§ **What you need to do**
Starting at the line containing "Target: crack in pavement" and ending at the line containing "Annotation guideline: every instance of the taillight", print every line of the material below exactly, both ends included, and stop there.

§ **Stored data**

+---+

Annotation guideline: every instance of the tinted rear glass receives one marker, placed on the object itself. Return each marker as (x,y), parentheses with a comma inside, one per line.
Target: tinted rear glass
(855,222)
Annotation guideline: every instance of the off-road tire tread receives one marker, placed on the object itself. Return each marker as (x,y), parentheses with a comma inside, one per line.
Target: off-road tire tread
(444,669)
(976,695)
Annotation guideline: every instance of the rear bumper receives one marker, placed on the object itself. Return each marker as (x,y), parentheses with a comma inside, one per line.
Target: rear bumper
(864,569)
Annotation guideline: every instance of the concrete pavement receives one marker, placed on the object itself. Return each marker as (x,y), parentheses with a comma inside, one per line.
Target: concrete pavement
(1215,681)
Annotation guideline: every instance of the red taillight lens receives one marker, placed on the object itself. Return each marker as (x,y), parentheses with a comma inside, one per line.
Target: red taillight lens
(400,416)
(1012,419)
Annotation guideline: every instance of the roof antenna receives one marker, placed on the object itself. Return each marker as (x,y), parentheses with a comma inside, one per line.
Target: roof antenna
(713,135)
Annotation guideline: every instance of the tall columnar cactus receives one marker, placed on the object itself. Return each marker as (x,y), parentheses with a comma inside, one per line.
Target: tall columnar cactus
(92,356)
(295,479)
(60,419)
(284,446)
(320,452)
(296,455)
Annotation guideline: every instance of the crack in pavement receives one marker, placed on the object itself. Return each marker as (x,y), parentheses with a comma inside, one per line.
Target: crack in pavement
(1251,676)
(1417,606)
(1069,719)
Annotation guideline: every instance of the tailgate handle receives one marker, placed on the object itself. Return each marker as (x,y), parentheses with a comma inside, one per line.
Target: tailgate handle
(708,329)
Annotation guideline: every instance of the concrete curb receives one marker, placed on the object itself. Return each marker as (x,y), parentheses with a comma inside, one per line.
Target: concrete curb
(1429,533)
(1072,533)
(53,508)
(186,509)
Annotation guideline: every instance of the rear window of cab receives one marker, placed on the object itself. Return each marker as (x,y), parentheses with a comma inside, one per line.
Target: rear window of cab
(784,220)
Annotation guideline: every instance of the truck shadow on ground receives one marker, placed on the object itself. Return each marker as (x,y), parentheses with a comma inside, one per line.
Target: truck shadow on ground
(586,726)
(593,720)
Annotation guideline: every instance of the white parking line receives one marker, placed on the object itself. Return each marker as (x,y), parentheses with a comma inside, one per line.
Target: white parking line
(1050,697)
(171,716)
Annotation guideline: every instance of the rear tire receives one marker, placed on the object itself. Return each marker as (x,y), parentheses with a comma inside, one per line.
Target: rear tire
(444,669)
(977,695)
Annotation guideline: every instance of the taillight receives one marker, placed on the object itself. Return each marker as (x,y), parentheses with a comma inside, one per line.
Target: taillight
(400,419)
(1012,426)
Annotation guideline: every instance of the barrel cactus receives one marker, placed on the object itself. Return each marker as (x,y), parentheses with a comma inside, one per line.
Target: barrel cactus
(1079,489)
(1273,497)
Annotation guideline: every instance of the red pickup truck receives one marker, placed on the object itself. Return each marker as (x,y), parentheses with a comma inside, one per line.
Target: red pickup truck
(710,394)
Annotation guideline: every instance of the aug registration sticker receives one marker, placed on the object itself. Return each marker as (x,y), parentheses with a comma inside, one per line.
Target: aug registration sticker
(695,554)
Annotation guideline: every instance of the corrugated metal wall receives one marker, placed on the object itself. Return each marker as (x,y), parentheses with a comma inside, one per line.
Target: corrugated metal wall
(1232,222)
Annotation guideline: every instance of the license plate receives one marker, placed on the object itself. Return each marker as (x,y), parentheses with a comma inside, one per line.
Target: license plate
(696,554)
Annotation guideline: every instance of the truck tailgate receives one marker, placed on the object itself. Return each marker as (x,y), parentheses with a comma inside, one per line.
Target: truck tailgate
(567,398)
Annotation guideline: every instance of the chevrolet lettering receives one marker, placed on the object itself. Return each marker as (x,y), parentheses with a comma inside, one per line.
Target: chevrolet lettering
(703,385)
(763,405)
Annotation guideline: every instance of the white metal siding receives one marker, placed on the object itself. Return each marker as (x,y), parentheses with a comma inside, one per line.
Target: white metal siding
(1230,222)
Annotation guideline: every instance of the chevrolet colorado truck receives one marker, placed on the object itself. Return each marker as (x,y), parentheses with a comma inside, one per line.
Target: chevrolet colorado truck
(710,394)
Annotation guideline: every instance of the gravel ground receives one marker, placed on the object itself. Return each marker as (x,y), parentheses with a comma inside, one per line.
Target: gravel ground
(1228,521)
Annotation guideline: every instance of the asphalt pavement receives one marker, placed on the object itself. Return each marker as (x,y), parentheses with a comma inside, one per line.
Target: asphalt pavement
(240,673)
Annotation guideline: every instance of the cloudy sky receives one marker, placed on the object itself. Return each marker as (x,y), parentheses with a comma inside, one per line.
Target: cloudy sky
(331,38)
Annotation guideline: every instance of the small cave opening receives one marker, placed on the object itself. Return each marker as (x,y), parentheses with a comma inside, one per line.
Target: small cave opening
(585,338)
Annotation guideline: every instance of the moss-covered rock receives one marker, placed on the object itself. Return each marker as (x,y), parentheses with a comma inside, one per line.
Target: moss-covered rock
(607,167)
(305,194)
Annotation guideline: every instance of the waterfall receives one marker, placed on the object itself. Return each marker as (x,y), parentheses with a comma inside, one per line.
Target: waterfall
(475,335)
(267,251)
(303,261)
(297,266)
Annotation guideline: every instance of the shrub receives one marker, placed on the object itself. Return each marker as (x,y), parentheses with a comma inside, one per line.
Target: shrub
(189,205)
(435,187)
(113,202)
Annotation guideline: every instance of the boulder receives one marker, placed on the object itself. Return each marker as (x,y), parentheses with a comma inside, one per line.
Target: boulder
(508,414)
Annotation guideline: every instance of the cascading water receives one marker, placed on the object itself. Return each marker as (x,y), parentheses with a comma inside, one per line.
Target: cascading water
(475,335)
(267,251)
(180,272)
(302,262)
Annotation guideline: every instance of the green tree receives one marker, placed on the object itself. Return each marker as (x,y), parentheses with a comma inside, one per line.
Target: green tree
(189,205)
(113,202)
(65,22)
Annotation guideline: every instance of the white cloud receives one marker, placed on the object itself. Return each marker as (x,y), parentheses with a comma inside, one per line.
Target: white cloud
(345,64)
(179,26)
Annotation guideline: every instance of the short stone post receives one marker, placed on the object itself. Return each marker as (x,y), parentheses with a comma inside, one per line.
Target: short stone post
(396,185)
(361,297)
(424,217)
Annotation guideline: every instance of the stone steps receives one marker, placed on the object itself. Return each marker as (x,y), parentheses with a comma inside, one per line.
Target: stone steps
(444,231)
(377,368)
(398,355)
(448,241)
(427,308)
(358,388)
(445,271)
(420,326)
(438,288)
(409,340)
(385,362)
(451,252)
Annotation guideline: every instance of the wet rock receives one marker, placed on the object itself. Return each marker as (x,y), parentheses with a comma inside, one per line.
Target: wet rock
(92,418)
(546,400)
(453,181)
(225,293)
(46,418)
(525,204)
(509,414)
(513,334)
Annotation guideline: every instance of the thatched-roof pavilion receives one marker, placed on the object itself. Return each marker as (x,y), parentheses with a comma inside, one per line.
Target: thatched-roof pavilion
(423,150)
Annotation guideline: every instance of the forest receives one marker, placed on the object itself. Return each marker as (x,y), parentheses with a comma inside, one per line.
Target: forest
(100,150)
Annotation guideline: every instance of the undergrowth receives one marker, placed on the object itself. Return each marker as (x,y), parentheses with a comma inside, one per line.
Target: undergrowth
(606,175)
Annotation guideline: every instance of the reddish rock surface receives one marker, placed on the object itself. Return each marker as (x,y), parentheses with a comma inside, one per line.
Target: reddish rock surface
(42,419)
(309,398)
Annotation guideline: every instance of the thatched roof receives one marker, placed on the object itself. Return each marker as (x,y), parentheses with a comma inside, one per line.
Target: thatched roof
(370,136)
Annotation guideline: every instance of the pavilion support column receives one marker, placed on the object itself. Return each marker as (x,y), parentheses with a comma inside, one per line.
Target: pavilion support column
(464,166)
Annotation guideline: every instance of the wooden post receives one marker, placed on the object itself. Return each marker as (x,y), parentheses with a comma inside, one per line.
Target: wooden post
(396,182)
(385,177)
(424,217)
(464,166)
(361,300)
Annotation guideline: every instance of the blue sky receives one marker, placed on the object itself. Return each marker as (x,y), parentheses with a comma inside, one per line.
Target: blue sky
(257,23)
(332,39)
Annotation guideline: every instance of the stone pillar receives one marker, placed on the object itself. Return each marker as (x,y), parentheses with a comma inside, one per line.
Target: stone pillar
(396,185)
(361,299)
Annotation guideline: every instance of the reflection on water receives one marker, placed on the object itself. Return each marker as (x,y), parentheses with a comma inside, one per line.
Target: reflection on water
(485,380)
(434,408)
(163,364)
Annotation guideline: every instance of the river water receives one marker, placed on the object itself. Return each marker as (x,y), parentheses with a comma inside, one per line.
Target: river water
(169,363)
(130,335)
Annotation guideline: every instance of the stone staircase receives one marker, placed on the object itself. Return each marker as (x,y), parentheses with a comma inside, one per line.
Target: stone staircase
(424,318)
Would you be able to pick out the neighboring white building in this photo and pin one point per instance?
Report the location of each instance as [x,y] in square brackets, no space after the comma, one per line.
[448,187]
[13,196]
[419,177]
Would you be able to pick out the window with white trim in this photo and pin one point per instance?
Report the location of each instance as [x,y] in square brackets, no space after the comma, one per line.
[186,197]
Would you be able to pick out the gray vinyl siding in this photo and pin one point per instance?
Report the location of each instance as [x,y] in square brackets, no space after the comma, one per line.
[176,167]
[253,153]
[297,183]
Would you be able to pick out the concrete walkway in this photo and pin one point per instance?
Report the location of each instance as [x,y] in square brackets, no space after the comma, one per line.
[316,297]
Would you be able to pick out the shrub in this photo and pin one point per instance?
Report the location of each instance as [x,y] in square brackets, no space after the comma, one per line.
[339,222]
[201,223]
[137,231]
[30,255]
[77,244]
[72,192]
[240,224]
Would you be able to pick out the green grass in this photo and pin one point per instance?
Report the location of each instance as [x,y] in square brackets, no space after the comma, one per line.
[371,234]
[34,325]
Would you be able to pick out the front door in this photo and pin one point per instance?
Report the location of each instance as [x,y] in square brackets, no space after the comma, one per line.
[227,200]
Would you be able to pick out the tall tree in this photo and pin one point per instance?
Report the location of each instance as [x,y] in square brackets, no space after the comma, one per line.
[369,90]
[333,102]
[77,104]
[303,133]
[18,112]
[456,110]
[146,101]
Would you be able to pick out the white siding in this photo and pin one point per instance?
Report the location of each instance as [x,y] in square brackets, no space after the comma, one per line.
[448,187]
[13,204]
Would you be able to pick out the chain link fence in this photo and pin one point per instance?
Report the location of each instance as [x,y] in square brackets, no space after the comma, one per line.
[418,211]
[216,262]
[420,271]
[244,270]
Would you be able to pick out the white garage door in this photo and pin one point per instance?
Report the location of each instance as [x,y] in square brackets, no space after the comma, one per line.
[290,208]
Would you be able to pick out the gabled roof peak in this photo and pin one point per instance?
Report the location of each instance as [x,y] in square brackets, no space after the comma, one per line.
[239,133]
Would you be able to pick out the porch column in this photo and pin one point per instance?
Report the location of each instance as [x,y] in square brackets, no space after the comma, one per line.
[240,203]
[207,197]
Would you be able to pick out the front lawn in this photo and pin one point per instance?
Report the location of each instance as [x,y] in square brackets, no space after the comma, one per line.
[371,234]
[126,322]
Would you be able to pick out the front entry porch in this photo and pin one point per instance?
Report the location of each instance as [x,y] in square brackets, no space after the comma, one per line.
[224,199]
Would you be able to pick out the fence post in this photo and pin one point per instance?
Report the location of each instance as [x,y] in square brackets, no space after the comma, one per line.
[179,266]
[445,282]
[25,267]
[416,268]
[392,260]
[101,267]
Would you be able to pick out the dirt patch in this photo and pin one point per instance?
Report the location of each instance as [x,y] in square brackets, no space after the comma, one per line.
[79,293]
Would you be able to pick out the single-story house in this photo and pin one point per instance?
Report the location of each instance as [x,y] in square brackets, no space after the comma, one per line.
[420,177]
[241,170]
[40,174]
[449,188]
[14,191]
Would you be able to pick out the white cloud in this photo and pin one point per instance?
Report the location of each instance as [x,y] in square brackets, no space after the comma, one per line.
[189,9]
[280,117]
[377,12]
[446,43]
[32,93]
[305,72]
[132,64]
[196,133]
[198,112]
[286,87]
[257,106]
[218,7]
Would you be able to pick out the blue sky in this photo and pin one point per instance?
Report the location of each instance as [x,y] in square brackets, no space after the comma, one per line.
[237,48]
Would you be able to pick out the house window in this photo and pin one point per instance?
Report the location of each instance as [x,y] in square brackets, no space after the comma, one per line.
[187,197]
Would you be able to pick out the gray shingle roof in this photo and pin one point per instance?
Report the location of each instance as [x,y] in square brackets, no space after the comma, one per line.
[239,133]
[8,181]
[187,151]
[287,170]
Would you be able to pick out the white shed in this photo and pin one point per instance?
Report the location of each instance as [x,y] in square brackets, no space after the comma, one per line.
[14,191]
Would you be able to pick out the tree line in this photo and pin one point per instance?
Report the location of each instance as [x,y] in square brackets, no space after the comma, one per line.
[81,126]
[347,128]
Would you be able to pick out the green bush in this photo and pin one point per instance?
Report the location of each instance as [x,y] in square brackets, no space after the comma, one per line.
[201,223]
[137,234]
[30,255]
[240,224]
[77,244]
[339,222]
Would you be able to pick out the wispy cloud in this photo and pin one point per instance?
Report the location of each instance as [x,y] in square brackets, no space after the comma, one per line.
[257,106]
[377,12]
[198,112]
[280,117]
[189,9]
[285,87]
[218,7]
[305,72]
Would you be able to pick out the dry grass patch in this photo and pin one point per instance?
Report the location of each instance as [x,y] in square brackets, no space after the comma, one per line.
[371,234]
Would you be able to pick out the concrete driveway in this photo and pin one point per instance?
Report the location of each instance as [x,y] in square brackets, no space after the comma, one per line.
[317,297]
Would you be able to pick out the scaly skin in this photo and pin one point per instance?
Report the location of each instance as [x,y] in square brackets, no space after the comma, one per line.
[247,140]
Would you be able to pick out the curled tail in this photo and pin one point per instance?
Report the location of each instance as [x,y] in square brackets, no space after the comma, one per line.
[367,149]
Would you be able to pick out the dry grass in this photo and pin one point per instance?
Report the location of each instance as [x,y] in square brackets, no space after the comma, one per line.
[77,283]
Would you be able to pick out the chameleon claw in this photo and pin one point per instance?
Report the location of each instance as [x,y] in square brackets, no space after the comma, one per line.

+---+

§ **Solution for this exercise**
Target: crack in pavement
(1251,676)
(1417,606)
(1069,719)
Annotation guideline: every instance of the tailgate handle receives one marker, placed on the object itself. Return each marker as (x,y), parentheses with a comma inside, one per line.
Target: tailgate handle
(708,329)
Annotation guideline: every instance of the concrete curb receives one marker, placed on the object itself. Return each marker as (x,y), parentheses with a comma inside, one per line.
Target: concrete curb
(1429,533)
(1072,533)
(53,508)
(186,509)
Annotation guideline: every instance of the rear window of cab receives one marker, placed on the object itself. Return each marker as (x,y), parentheses with a comma inside, one per line.
Target: rear window of cab
(784,220)
Annotation guideline: every instance of the truck shadow on ground receives one marker, placed on the object itself. Return each marker as (x,y), parentheses with a comma inside, one per line.
Target: truck shadow on ground
(586,726)
(593,720)
Annotation guideline: every instance of the white parking line receives one marker, placed on the object itself. Return each marker as (x,y), parentheses with a comma inside, one per line.
Target: white parking line
(1050,697)
(171,716)
Annotation guideline: every instance of the rear tire receives one marker, placed on the object itself. Return each marker as (x,y), parentheses with a comma inside, one per line.
Target: rear tire
(444,669)
(977,695)
Annotation guideline: every instance of the taillight receives one marker, placed on the object itself. Return each marker as (x,y), parentheses with a comma inside, one per line.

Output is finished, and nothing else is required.